Rows

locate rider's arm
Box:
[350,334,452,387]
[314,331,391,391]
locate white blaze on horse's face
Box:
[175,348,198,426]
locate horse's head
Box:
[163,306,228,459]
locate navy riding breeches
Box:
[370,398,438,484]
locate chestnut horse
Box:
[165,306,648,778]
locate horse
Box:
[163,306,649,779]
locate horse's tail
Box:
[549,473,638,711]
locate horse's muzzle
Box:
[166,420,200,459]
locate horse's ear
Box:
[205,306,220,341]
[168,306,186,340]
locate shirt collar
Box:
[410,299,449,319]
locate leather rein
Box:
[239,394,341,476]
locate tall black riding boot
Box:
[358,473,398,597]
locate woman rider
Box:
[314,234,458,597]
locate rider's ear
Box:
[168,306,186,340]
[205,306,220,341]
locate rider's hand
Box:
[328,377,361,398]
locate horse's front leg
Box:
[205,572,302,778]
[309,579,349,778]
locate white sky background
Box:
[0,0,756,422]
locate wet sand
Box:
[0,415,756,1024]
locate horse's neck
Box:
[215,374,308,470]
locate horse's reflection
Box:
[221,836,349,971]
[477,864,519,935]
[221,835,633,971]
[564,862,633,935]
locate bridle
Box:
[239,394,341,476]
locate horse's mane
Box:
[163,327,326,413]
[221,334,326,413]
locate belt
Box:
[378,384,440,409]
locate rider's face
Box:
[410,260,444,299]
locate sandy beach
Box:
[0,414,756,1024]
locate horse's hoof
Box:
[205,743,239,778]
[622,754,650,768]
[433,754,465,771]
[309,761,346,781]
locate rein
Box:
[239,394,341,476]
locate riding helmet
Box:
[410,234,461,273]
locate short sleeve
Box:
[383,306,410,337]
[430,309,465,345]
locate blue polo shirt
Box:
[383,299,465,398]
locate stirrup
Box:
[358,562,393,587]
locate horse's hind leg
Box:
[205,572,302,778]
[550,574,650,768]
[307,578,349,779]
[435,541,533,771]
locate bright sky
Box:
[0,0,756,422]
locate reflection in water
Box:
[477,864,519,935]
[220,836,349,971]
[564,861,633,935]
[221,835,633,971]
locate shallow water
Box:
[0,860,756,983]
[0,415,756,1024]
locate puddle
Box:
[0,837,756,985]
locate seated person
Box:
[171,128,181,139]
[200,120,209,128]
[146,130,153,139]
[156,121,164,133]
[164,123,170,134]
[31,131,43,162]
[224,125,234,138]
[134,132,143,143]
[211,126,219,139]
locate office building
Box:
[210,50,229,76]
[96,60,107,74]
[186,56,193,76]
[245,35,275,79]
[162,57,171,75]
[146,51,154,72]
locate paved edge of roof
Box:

Stated goal
Rewrite every line of the entries above as a numbered list, leaving out any blank lines.

In response
1. locate rider's arm
2. Box:
3. [350,334,452,387]
4. [314,331,391,391]
5. locate white blaze on horse's face
6. Box:
7. [175,348,198,426]
8. locate horse's head
9. Box:
10. [163,306,228,459]
11. locate navy riding breeches
12. Box:
13. [370,398,438,484]
14. locate chestnut horse
15. Box:
16. [165,306,648,778]
17. locate horse
18. Box:
19. [163,306,649,779]
20. locate horse's tail
21. Box:
22. [549,473,638,711]
23. locate horse's muzzle
24. Box:
25. [166,420,200,459]
26. locate horse's ear
27. Box:
28. [205,306,220,341]
29. [168,306,186,340]
30. locate shirt collar
31. Box:
32. [410,299,449,319]
33. locate leather rein
34. Box:
35. [239,394,341,476]
36. locate tall black riding boot
37. Box:
38. [358,473,398,597]
39. locate woman rider
40. Box:
41. [314,234,458,597]
42. locate rider's ear
43. Box:
44. [168,306,186,340]
45. [205,306,220,341]
46. locate rider's hand
47. Box:
48. [328,377,361,398]
49. locate horse's front leg
50. Box:
51. [205,572,302,778]
52. [309,579,349,778]
53. locate white sky background
54. Box:
55. [0,0,756,422]
56. locate wet sand
57. Box:
58. [0,415,756,1024]
59. locate horse's neck
60. Box:
61. [215,374,308,470]
62. locate horse's reflection
63. Box:
64. [221,836,349,971]
65. [477,864,519,935]
66. [221,835,633,971]
67. [564,862,633,935]
68. locate bridle
69. Box:
70. [239,394,341,476]
71. locate horse's mane
72. Box:
73. [163,327,326,413]
74. [221,334,326,413]
75. locate belt
76. Box:
77. [378,384,440,409]
78. locate rider's face
79. Box:
80. [410,260,444,299]
81. locate sandy beach
82. Box:
83. [0,414,756,1024]
84. locate horse's hoof
85. Box:
86. [205,743,239,778]
87. [622,754,650,768]
88. [433,754,465,771]
89. [309,761,346,781]
90. locate rein
91. Box:
92. [239,394,341,476]
93. locate riding helmet
94. Box:
95. [410,234,461,273]
96. locate short sleeve
97. Box:
98. [383,306,410,337]
99. [430,309,465,345]
100. locate blue polo shirt
101. Box:
102. [383,299,465,398]
103. locate stirrup
104. Box:
105. [358,562,393,587]
106. locate horse's hind leg
107. Box:
108. [205,572,302,778]
109. [550,574,650,768]
110. [307,578,349,779]
111. [435,541,533,771]
112. locate bright sky
113. Box:
114. [0,0,756,422]
115. locate reflection in water
116. Box:
117. [477,864,519,935]
118. [220,836,349,971]
119. [564,861,633,935]
120. [221,835,633,971]
121. locate shallow water
122. Box:
123. [0,860,756,983]
124. [0,415,756,1024]
125. locate puddle
126. Box:
127. [0,837,756,985]
128. locate seated person
129. Box:
130. [171,128,181,139]
131. [200,120,209,128]
132. [146,130,153,139]
133. [156,121,164,133]
134. [164,123,170,134]
135. [31,131,43,162]
136. [224,125,234,138]
137. [134,132,143,143]
138. [211,126,219,139]
139. locate office building
140. Box:
141. [210,50,229,76]
142. [96,60,107,74]
143. [186,56,193,76]
144. [245,35,275,79]
145. [162,57,171,75]
146. [146,51,154,72]
147. locate paved edge of roof
148. Box:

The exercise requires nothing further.